## START

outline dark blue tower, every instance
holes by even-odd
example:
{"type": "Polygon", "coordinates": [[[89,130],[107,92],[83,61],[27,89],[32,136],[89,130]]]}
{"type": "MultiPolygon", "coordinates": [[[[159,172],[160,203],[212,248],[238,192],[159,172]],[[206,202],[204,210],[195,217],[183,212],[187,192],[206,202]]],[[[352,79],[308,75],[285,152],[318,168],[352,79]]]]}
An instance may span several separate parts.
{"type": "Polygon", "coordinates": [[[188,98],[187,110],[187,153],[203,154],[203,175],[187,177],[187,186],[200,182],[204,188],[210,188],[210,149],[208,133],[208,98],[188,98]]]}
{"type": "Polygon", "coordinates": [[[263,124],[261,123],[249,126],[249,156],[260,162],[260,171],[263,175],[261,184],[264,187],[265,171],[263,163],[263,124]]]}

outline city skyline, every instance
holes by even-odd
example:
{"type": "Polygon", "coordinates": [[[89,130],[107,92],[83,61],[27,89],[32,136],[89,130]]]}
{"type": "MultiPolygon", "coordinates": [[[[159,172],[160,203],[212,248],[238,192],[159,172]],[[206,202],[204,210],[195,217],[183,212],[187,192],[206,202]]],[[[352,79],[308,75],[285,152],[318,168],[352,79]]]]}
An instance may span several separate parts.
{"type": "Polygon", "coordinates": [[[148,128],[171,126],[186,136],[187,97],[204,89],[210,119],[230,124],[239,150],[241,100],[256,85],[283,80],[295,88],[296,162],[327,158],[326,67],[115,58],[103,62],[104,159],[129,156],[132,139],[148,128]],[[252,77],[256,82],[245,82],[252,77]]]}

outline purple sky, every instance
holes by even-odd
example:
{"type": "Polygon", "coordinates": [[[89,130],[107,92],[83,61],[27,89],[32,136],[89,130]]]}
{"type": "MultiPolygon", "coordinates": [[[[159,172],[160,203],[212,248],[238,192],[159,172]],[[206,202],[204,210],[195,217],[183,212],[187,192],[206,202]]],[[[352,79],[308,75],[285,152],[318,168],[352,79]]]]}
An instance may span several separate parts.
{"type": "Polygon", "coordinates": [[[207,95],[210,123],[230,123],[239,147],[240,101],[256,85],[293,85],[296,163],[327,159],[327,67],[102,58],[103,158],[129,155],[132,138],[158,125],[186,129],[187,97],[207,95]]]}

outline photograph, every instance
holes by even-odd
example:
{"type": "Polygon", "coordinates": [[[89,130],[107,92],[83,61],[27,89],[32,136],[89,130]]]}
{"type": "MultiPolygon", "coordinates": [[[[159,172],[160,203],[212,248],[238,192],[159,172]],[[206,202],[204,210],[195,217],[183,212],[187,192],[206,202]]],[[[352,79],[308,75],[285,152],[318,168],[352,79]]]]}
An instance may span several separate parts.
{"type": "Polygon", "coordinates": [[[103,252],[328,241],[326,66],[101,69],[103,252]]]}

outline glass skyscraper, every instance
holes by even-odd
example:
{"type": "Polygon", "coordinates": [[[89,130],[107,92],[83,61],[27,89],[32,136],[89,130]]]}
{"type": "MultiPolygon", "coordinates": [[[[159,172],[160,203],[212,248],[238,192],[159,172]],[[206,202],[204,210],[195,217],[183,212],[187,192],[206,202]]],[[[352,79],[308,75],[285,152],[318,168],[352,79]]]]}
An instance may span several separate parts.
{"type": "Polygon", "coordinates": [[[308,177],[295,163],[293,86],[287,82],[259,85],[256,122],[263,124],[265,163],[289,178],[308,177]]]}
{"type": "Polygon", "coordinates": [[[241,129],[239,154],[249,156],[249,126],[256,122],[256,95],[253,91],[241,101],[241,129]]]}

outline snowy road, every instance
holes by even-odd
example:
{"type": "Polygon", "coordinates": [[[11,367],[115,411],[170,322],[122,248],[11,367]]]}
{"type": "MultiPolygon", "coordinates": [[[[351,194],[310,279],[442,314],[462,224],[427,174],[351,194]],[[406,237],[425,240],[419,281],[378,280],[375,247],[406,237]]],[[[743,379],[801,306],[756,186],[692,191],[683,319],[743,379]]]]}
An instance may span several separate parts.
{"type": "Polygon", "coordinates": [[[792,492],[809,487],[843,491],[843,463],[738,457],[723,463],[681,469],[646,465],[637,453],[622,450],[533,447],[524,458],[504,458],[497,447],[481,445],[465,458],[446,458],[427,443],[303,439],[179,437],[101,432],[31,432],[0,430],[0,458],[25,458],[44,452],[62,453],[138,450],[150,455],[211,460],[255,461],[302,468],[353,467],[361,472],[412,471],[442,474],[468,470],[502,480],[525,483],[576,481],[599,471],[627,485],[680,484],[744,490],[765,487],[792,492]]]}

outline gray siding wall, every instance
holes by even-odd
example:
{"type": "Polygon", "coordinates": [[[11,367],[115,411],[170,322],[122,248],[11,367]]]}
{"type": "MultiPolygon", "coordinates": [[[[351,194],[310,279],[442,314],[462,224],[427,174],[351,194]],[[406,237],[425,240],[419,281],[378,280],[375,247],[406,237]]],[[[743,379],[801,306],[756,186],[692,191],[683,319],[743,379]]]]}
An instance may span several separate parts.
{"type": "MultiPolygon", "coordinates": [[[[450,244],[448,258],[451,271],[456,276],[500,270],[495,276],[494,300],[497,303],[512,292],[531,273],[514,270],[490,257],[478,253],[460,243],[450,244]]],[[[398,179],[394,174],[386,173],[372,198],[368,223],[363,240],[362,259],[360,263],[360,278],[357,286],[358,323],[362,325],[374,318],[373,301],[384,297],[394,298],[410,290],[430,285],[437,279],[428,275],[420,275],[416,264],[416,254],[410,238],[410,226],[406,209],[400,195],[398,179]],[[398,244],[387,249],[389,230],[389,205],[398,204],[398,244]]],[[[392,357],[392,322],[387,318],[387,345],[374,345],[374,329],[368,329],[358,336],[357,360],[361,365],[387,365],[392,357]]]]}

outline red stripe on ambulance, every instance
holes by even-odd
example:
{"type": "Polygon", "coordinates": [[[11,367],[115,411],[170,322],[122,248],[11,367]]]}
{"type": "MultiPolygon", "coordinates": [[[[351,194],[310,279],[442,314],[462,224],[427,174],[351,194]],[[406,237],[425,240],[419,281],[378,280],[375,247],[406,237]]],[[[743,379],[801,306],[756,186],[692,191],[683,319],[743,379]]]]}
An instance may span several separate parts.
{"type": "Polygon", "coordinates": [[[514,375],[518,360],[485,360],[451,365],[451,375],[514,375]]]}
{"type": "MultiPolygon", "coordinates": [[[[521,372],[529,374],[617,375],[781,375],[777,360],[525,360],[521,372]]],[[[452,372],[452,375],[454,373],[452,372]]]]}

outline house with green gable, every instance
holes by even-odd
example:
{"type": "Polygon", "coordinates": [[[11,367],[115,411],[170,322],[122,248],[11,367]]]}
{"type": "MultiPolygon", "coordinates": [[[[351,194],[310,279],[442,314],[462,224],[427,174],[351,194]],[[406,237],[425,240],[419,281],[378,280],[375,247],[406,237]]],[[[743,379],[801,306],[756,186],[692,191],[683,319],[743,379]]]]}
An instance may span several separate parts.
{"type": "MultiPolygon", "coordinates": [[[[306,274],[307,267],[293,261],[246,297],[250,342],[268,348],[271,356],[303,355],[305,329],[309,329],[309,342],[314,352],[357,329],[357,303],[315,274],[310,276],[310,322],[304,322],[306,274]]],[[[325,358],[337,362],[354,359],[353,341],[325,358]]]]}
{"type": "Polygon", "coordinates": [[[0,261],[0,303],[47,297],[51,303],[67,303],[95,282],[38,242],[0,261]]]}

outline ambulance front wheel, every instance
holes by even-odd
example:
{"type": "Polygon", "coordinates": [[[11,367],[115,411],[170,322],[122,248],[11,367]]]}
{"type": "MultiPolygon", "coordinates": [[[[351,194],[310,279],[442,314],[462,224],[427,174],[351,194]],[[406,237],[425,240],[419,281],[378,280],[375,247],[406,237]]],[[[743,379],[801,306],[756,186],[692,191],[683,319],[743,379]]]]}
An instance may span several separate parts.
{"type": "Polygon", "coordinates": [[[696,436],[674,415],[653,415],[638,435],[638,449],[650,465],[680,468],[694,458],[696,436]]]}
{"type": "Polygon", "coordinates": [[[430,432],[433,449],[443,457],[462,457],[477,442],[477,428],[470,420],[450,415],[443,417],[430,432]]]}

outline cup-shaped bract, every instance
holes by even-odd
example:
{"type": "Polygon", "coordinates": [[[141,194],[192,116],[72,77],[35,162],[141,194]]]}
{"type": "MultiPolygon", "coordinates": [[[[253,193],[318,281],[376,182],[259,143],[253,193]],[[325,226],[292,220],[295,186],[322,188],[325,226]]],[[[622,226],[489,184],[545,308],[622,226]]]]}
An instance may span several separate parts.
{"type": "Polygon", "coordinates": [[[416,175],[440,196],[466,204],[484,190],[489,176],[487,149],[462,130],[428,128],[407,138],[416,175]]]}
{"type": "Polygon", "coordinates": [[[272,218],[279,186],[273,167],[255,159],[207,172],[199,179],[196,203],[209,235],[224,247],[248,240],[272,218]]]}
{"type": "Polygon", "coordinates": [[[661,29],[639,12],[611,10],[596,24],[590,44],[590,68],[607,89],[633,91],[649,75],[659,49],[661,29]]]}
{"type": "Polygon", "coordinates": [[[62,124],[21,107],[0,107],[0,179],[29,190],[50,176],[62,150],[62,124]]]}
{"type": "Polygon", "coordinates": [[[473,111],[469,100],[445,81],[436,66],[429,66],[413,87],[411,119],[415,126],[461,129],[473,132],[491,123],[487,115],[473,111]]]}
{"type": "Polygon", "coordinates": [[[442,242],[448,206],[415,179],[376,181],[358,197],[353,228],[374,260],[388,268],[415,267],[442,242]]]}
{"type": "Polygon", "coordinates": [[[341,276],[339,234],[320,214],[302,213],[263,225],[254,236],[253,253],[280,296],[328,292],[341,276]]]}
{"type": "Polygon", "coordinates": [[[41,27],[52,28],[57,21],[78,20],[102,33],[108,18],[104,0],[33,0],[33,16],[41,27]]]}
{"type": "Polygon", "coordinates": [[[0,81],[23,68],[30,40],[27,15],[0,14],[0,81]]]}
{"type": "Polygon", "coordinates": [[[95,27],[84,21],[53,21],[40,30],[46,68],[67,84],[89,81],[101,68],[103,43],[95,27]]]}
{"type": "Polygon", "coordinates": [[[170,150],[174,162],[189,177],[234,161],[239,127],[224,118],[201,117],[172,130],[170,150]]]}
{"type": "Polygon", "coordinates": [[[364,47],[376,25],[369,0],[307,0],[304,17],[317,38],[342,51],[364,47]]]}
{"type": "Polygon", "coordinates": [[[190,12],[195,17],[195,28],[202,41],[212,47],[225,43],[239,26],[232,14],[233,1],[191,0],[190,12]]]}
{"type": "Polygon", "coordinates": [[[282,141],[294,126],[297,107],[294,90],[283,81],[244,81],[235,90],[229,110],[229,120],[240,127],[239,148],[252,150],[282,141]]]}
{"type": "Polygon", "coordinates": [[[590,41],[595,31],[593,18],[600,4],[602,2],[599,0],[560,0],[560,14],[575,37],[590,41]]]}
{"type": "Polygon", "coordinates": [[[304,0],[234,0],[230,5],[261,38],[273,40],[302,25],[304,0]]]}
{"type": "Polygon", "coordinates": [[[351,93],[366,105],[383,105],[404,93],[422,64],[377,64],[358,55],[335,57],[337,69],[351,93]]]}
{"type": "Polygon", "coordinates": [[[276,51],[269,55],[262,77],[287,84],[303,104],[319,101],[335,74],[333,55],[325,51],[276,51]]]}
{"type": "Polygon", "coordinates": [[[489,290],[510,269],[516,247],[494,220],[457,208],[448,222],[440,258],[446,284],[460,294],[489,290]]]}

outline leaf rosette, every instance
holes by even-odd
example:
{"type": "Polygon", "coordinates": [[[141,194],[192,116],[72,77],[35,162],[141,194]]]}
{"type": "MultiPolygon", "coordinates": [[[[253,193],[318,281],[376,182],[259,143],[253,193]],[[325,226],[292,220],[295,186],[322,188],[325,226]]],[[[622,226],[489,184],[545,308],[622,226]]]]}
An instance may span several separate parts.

## END

## Short exercise
Quote only the lines from the one containing "outline leaf rosette, every instance" through the final line of the records, with both ends included.

## Final result
outline leaf rosette, every instance
holes by even-odd
example:
{"type": "Polygon", "coordinates": [[[141,194],[192,116],[72,77],[35,162],[141,194]]]}
{"type": "MultiPolygon", "coordinates": [[[[253,193],[318,281],[376,182],[259,143],[253,193]],[[325,226],[292,220],[295,186],[322,188],[325,226]]],[[[622,226],[489,184],[545,308],[622,226]]]]}
An instance may span several separate parts.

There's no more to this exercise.